#### Problem
Can you rewrite the listing from the line with "Where can you spot the arm" up to and including its last line, requests and all, with every coordinate in the answers scaled by 1.7 and rounded to a whole number, halves going up? Give only those lines.

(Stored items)
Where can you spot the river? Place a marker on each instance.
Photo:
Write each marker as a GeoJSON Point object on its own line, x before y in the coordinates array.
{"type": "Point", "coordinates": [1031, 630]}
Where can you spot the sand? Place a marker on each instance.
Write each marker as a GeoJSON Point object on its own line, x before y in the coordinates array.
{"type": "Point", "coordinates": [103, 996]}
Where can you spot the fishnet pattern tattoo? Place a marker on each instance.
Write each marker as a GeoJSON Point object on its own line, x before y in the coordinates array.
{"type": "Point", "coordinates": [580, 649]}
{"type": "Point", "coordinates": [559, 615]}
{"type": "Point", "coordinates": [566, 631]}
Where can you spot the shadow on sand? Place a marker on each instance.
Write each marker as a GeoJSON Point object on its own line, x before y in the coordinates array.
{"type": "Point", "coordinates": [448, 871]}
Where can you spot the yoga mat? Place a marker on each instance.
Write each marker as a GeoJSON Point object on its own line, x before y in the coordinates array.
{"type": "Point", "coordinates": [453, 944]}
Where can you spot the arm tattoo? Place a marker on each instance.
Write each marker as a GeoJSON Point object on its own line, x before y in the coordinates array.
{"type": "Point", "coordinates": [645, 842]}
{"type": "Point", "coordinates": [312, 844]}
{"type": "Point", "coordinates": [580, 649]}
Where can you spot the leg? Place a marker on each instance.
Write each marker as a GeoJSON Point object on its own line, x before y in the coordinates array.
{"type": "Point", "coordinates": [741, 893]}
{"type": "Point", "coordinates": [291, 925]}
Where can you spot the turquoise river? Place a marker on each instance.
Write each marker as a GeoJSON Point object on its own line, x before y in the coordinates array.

#### Solution for this problem
Where can you spot the arm tattoo? Place a marker on each instance.
Write each marker as a GeoJSON Point object on its own line, x before y in the coordinates array.
{"type": "Point", "coordinates": [1097, 1431]}
{"type": "Point", "coordinates": [530, 1435]}
{"type": "Point", "coordinates": [986, 1103]}
Where can you spot the leg? Place a marker on each instance.
Write each marker as a GeoJSON Point object on its own line, x before y in the coordinates array.
{"type": "Point", "coordinates": [1260, 1518]}
{"type": "Point", "coordinates": [495, 1573]}
Where can you spot the turquoise river? Place a marker on each instance.
Write each marker as a GeoJSON Point object on its own line, x before y in the coordinates array.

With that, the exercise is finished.